WHAT THE TASK REQUIRES » Gather every line of the records below that contains the word "jersey", and copy each one out in full.

--- start of INPUT ROWS ---

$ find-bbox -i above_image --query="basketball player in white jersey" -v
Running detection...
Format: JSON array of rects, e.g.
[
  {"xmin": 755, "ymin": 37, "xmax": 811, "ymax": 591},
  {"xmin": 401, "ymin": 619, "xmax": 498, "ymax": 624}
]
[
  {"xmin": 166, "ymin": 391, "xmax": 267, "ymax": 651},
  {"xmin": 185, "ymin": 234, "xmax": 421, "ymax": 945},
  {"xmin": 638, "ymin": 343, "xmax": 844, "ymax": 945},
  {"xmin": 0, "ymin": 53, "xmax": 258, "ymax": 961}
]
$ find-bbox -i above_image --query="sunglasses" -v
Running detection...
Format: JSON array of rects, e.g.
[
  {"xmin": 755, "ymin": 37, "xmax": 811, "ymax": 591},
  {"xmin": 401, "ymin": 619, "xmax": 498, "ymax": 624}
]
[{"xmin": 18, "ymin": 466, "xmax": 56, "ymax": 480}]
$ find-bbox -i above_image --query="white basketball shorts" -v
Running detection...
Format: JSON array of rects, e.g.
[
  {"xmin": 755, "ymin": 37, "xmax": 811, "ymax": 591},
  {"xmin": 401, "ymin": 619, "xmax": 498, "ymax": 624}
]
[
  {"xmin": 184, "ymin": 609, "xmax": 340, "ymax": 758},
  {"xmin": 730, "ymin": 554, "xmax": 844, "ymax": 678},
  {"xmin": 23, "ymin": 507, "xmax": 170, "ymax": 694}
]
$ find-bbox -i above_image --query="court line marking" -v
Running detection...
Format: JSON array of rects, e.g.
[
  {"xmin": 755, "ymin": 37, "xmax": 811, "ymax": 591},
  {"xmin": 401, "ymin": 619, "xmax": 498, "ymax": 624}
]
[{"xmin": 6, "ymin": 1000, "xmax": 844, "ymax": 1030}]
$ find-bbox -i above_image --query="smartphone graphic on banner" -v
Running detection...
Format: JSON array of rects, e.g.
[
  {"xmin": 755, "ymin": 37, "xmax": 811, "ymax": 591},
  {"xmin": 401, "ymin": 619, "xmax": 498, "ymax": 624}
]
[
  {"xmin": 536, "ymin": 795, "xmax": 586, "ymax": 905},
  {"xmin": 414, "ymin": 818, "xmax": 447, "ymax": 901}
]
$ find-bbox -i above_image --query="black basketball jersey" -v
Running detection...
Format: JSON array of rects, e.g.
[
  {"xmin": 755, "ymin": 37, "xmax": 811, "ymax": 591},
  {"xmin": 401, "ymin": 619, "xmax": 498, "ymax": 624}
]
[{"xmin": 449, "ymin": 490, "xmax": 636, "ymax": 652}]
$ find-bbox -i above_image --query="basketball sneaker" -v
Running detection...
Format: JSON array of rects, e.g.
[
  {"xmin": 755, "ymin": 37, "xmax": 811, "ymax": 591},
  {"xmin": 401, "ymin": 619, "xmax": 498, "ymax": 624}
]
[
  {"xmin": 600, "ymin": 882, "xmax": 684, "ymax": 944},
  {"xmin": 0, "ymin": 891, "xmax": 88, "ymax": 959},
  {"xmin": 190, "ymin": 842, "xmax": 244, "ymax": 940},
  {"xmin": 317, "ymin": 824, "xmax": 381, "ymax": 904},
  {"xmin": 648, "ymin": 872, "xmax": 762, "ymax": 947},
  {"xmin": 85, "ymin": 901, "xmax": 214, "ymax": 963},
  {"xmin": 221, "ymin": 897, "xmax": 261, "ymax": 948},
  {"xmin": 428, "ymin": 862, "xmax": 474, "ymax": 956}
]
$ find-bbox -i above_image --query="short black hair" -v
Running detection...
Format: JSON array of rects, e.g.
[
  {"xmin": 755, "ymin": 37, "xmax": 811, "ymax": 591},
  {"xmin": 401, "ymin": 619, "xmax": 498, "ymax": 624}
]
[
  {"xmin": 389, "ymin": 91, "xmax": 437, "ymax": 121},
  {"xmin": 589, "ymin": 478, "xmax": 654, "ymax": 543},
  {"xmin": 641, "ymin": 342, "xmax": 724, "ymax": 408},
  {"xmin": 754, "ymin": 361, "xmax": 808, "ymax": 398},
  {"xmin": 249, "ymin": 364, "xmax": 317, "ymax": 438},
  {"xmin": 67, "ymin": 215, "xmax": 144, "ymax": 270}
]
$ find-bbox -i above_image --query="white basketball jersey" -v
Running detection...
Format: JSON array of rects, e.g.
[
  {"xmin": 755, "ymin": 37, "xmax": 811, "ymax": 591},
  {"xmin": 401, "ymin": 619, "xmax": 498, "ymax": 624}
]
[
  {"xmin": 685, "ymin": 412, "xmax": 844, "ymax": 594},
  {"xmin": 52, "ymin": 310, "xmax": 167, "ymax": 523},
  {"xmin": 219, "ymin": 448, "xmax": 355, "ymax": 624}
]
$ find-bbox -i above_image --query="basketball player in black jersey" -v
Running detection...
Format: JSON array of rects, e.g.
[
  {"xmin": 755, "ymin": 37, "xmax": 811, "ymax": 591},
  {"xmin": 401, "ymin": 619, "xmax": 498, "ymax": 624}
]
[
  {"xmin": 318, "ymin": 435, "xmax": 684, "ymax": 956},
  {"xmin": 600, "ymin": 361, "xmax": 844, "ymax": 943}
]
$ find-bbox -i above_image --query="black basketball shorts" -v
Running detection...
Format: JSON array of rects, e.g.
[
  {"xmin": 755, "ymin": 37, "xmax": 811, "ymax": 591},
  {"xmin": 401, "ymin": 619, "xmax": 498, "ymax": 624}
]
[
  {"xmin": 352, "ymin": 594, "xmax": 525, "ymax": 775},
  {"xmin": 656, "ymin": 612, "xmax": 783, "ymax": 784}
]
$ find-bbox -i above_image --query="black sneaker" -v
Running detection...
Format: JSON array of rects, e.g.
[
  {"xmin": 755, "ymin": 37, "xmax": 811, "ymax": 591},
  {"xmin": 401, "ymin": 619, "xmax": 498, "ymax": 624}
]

--- end of INPUT ROWS ---

PROBLEM SOLUTION »
$ find-bbox -i above_image --query="basketball player in white jersey" -v
$ find-bbox -i above_image --query="black basketball jersey" -v
$ find-bbox -i above_image --query="white basketball jersey" -v
$ find-bbox -i above_image --query="basketball player in black jersey" -v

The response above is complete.